| What this task involves |
An exact copy of the lines from the one containing "Record the location of each instance of the tall" through the end of the material is all that is wanted; transcribe only those.

[Opening Input for this task section]

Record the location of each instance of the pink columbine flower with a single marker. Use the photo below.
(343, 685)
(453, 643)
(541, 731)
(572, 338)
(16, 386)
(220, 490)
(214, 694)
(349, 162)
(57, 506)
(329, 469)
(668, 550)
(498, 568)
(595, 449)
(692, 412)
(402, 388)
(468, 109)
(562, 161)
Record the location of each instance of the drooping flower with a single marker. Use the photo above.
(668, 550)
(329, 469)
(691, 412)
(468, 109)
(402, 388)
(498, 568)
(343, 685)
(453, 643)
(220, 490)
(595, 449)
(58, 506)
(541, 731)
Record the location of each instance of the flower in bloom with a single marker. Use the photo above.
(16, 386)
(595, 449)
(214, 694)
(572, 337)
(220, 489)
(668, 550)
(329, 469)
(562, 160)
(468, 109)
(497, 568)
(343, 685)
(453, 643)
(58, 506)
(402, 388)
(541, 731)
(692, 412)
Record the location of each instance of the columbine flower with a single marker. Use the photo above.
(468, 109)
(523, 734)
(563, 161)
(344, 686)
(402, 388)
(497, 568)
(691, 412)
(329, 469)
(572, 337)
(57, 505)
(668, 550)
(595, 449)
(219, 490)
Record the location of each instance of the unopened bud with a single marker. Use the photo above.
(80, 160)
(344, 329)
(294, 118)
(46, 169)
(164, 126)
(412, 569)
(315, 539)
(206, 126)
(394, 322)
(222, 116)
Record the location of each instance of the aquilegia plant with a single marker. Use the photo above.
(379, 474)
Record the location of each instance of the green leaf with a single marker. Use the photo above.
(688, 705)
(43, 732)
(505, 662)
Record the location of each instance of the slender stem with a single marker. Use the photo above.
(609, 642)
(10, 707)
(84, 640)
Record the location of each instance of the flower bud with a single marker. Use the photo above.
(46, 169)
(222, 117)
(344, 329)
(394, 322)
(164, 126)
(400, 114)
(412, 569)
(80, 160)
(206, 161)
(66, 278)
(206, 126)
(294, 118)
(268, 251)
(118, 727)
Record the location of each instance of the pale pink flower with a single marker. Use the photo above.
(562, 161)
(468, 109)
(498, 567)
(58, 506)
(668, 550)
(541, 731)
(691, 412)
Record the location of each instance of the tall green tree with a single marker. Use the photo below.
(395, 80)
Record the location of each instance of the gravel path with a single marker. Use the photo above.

[Closing Input for this task section]

| Reply to the exercise |
Record the location of each instance of the tall green tree with a single marker. Use the photo below.
(395, 80)
Record the location of each instance of the gravel path with a single marker. Use the photo above.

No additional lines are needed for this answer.